[start Supplied records]

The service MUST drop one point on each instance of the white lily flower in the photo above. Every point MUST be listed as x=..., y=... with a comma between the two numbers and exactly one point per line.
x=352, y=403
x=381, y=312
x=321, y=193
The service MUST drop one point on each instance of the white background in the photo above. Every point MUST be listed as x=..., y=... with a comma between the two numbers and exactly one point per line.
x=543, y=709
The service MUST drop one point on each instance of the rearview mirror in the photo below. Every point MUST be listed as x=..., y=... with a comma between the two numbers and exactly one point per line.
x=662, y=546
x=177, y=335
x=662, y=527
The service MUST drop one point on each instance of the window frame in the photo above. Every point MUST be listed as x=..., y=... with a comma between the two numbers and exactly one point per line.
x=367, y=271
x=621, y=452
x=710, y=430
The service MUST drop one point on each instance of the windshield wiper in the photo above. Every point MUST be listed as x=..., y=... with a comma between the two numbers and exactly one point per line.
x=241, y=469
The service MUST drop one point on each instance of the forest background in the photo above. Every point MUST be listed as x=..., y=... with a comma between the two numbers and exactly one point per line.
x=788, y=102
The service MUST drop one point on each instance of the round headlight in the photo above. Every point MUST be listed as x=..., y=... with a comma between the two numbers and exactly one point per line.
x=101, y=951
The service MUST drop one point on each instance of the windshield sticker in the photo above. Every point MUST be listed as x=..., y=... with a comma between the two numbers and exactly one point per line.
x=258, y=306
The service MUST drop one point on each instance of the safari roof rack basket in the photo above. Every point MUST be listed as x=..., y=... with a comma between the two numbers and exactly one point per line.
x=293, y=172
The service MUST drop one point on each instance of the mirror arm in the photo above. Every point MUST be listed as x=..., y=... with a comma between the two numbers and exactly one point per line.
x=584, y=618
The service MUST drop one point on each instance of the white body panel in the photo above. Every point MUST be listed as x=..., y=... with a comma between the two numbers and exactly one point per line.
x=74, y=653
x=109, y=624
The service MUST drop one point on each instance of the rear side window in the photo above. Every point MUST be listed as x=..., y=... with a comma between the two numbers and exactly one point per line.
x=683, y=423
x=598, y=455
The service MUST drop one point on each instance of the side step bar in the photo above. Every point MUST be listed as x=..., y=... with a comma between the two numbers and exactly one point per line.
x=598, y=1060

[end Supplied records]

Exercise directions >> Scale the rows starting at the first row and ending at the row containing "x=321, y=193", both included. Write every line out again, requests included, with each coordinate in the answers multiplied by 1.4 and rounded to a whole number, halves rounded up.

Solution below >>
The service MUST drop one point on each instance of the white lily flower in the photo above. Every point MUST be listed as x=..., y=... with a comma between the two numbers and exactly one point per line.
x=493, y=564
x=533, y=437
x=449, y=270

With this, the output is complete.